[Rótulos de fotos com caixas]
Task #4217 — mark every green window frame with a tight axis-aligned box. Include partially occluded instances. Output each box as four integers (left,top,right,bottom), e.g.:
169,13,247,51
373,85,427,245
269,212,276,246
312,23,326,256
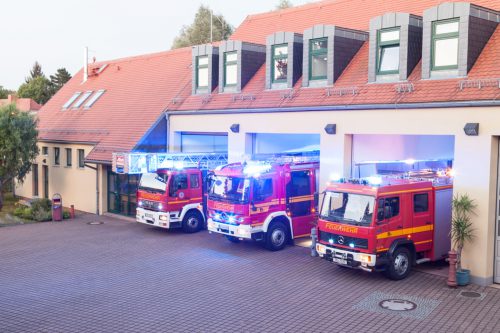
224,51,238,87
376,27,401,75
271,44,288,83
66,148,73,167
196,55,208,88
431,18,460,70
309,37,328,80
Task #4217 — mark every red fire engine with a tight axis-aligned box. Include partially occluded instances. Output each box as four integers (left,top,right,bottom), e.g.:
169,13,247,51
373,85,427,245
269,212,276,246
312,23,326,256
316,171,453,280
136,153,227,233
208,155,319,251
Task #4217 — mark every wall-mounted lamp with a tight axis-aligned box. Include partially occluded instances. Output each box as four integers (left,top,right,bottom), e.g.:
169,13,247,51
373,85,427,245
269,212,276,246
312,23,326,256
230,124,240,133
464,123,479,136
325,124,337,134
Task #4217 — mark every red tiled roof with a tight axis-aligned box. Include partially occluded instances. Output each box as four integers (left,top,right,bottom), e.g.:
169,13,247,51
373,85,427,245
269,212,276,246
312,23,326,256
0,98,42,111
38,48,191,161
39,0,500,161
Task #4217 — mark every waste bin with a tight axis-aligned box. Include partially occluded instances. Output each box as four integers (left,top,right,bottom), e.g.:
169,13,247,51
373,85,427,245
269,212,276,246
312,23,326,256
52,193,62,221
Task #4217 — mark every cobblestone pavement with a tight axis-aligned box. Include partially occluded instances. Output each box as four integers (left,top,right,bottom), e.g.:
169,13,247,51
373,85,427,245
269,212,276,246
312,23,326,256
0,215,500,333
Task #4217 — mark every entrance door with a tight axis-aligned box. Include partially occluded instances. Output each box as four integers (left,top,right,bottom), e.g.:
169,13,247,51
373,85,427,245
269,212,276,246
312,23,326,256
42,165,49,199
287,170,314,238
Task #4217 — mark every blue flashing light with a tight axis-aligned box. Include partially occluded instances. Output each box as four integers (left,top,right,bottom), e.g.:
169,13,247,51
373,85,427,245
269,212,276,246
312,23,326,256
366,176,382,185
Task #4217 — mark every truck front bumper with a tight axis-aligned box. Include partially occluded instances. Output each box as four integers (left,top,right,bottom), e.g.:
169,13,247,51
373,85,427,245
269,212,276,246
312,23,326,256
316,243,379,272
207,218,262,240
135,208,179,229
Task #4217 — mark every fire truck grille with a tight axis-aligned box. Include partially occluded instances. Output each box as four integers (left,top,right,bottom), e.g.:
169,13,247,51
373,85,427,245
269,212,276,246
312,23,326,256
318,231,368,249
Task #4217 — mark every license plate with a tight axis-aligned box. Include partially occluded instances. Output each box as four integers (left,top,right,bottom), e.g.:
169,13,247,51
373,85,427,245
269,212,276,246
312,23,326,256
332,257,347,265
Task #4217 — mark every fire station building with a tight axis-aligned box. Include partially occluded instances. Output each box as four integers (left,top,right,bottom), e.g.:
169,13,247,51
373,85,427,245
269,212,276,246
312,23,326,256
16,0,500,285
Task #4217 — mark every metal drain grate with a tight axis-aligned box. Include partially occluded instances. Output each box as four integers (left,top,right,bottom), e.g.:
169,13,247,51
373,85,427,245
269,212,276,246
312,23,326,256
87,221,104,225
457,290,486,301
378,299,417,311
353,291,440,319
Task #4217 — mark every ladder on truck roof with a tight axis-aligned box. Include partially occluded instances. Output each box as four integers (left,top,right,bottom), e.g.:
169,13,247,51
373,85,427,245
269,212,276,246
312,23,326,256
112,152,228,174
148,153,228,172
247,150,319,164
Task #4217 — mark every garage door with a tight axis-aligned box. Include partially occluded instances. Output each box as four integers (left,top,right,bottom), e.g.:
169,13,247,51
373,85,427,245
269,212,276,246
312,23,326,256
253,133,319,154
181,133,227,153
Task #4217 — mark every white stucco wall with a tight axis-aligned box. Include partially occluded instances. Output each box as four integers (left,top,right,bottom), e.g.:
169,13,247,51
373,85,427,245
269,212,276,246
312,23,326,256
169,107,500,284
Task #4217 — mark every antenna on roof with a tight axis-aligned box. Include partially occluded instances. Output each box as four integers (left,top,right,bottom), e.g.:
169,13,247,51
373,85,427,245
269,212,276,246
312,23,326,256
83,46,89,82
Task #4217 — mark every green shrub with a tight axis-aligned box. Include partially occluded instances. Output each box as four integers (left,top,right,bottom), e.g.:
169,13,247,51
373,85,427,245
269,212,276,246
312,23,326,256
32,206,52,222
31,199,52,212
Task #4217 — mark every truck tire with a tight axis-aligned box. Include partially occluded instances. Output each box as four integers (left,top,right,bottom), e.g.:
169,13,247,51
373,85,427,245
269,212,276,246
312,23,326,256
226,235,240,243
386,246,412,280
266,221,289,251
182,211,203,234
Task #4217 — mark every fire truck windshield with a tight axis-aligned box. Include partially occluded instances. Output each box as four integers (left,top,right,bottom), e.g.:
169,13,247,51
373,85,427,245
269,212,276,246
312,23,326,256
320,192,375,226
209,176,250,203
139,173,168,193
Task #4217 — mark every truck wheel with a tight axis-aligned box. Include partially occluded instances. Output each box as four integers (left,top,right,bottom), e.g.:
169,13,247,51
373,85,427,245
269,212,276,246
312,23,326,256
226,235,240,243
266,222,288,251
386,247,411,280
182,211,203,234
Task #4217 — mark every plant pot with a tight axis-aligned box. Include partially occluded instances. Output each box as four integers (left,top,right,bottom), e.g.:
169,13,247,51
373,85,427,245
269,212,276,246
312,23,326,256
457,269,470,286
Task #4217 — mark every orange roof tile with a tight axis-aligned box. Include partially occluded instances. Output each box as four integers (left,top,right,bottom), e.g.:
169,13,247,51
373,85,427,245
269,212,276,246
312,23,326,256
38,0,500,162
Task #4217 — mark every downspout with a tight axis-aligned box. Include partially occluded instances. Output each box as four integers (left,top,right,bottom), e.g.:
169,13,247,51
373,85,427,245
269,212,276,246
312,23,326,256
85,163,99,215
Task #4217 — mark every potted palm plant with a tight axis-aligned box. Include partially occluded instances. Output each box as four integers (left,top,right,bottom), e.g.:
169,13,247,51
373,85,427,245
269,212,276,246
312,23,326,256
450,194,476,286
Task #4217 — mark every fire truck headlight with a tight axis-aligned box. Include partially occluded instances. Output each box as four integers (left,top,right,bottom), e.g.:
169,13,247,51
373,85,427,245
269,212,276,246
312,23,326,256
236,227,250,237
359,254,372,264
208,220,215,229
316,244,326,254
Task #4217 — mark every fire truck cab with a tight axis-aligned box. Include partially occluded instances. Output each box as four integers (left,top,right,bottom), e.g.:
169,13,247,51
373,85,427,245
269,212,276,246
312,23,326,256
136,154,227,233
316,172,453,280
208,156,319,251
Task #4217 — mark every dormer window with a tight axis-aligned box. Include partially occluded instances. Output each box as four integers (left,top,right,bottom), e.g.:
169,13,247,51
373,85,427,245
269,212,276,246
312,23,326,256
368,12,422,83
196,56,208,89
422,2,500,80
191,44,219,95
377,28,399,75
309,37,328,80
432,19,458,70
272,44,288,83
224,51,238,87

Requisitos do problema
Extraia todas as linhas dos dados acima, reproduzindo-as sem nenhuma alteração, e deixe as imagens de fora da resposta.

Resposta a seguir
Task #4217 — mark every green window frame with a tight axis-aligned box. Include partially occluded instances. Output each box as four integers (left,top,right,bottom), e.g.:
169,13,247,51
373,85,427,245
269,212,276,246
312,23,326,256
224,51,238,87
376,27,401,75
271,44,288,83
66,148,73,167
196,55,208,88
431,18,460,70
309,37,328,80
Task #4217 — mark every red fire engine with a tight axis-aligned box. Include partially occluded instances. Output each box as four integers (left,top,right,bottom), e.g.:
169,13,247,51
373,85,427,245
269,212,276,246
312,23,326,256
316,171,453,280
136,153,227,233
208,155,319,251
Task #4217 — mark every wall-mounted lamp with a tight axis-aligned box. Include partially occluded instances. Output each box as four integers (left,top,right,bottom), e.g.:
169,13,247,51
373,85,427,245
269,212,276,246
312,23,326,256
230,124,240,133
464,123,479,136
325,124,337,134
Task #4217 — mark every red tiled roof with a tight axis-aligned box. Include partially occluded instances. Output each box as four integers (left,top,right,bottom), e.g.:
169,13,247,51
373,85,427,245
269,212,276,246
312,23,326,256
0,98,42,111
38,48,191,161
39,0,500,161
Task #4217 — mark every waste bin with a tight axis-aligned box. Include partially occluded instances. Output each box as four integers (left,top,right,bottom), e.g.:
169,13,247,51
373,85,427,245
269,212,276,246
312,23,326,256
52,193,62,221
Task #4217 — mark every cobblestone pavement with a tight axis-aligned box. Include partially occluded instances. Output each box as four integers (left,top,right,bottom), e.g.:
169,13,247,51
373,85,427,245
269,212,276,246
312,23,326,256
0,215,500,333
Task #4217 — mark every entrance door with a tight axis-aligned box. Include partially occluded instances. Output each box as four integers (left,top,right,bottom), e.g.:
169,13,247,51
373,85,427,245
269,212,276,246
312,23,326,256
42,165,49,199
287,170,314,238
Task #4217 — mark every blue flashing light with a tight axis-aligned box. Include partially occluded instances. Output each box as four integers (left,top,right,bottom), e.g.:
169,13,247,51
373,85,427,245
269,212,276,246
312,23,326,256
366,176,382,185
Task #4217 — mark every truck front bumper with a tight axis-aligned box. Include partially occluded instances. Output each box as four integers (left,top,right,bottom), e.g.:
169,13,247,51
373,85,427,245
269,212,276,246
312,23,326,256
316,243,379,272
207,218,262,240
135,208,179,229
Task #4217 — mark every fire truck grille with a tight axis-aligned box. Include partially occluded instances. Output each box as four integers (left,top,right,bottom), e.g.:
169,13,247,51
373,85,427,245
269,212,276,246
312,23,326,256
318,231,368,249
Task #4217 — mark every license plate with a tight axis-aligned box. Include partially occluded instances. Output each box as four integers (left,top,right,bottom), e.g.:
169,13,247,51
373,85,427,245
269,212,276,246
312,23,326,256
332,257,347,265
Task #4217 — mark every fire station building with a tight axis-aligned box. Include partially occluded instances. Output each box as four integers (left,top,right,bottom), e.g.:
169,13,247,51
373,85,427,245
269,212,276,246
312,23,326,256
16,0,500,285
Task #4217 — mark every metal drain grate with a tight axis-aligned box. Include partially occluded instances. Output each box as four integers (left,top,right,bottom), e.g.:
169,13,247,51
373,85,427,245
269,212,276,246
312,23,326,256
87,221,104,225
457,290,486,301
378,299,417,311
353,291,440,319
Task #4217 — mark every ladder on truck roof with a tight axis-aligned box. Include partially occluded instances. Output each box as four integers (left,top,right,bottom), e.g.:
169,13,247,51
373,85,427,245
269,212,276,246
312,23,326,256
112,152,228,174
148,153,228,172
247,150,319,164
Task #4217 — mark every garage door with a tight axis-aligned box. Include partially occluded instances. Output each box as four integers (left,top,right,bottom), e.g.:
169,13,247,51
373,85,427,245
269,212,276,246
312,23,326,256
253,133,319,154
181,133,227,153
Task #4217 — mark every white stucco wall with a tight axis-aligned box. Include partially occluded instances. Output each box as four integers (left,top,right,bottom), e.g.:
169,13,247,51
373,85,427,245
269,212,276,246
312,23,326,256
169,107,500,284
Task #4217 — mark every antenna on roof with a tight axis-aligned box. Include partially occluded instances. Output each box as four integers (left,top,right,bottom), e.g.:
169,13,247,51
373,85,427,245
269,212,276,246
312,23,326,256
83,46,89,82
Task #4217 — mark every green shrub with a tight axis-aligned box. Include partially occluded instances. Output each box as four integers (left,top,right,bottom), e.g.:
169,13,247,51
373,85,427,245
269,212,276,246
312,23,326,256
32,206,52,222
31,199,52,212
Task #4217 — mark every truck tire with a tight axis-aligned box. Include partially occluded instances. Output each box as four integers (left,top,right,bottom), e.g.:
169,13,247,51
373,85,427,245
269,212,276,246
312,23,326,256
226,235,240,243
386,246,412,280
266,221,289,251
182,211,203,234
Task #4217 — mark every fire truck windshield with a tight axis-aligned box. Include partially occluded instances. Output each box as four integers (left,top,right,bottom), e.g.:
169,13,247,51
373,85,427,245
269,212,276,246
312,23,326,256
320,192,375,226
209,176,250,203
139,173,168,193
Task #4217 — mark every truck wheel with a tight axis-aligned box. Include partially occluded instances. Output each box as four integers (left,top,right,bottom), e.g.:
169,13,247,51
373,85,427,245
269,212,276,246
312,23,326,256
226,235,240,243
266,222,288,251
386,247,411,280
182,211,203,234
Task #4217 — mark every plant pot with a tight axis-aligned box. Include partially occluded instances. Output each box as four integers (left,top,right,bottom), e.g.:
169,13,247,51
373,85,427,245
269,212,276,246
312,23,326,256
457,269,470,286
Task #4217 — mark every orange roof tile with a tight axis-aligned box. Include partially occluded instances. Output each box as four integers (left,top,right,bottom), e.g.:
169,13,247,51
373,85,427,245
269,212,276,246
312,23,326,256
38,0,500,162
Task #4217 — mark every downspout with a tight axis-aligned box. Include partially occluded instances. Output each box as four integers (left,top,right,bottom), e.g.:
169,13,247,51
373,85,427,245
269,212,276,246
312,23,326,256
85,163,99,215
Task #4217 — mark every potted palm plant with a tight axis-aligned box. Include partially occluded instances. Output each box as four integers (left,top,right,bottom), e.g.:
169,13,247,51
373,85,427,245
269,212,276,246
312,23,326,256
450,194,476,286
Task #4217 — mark every fire truck headlight with a tight axis-aligned box. Include partially occluded instances. Output each box as four integers (left,top,right,bottom), e.g.:
169,13,247,51
373,85,427,245
269,212,276,246
312,23,326,256
236,227,250,237
359,254,372,264
208,220,215,229
316,244,326,254
Task #4217 — mark every fire truck cab with a tight axis-aligned box. Include partially occluded instances. Output each box as four integers (left,top,right,bottom), e.g.:
169,13,247,51
373,85,427,245
269,212,276,246
312,23,326,256
136,154,227,233
316,172,453,280
208,156,319,251
Task #4217 — mark every dormer window with a tight axis-aligned box. Include partially occluded instances. Output each box as four integers (left,top,right,bottom), e.g.:
169,13,247,51
373,85,427,245
269,212,276,246
312,23,326,256
368,12,422,83
196,56,208,89
422,2,500,80
191,44,219,95
377,28,399,75
309,37,328,80
432,19,458,70
272,44,288,83
224,51,238,87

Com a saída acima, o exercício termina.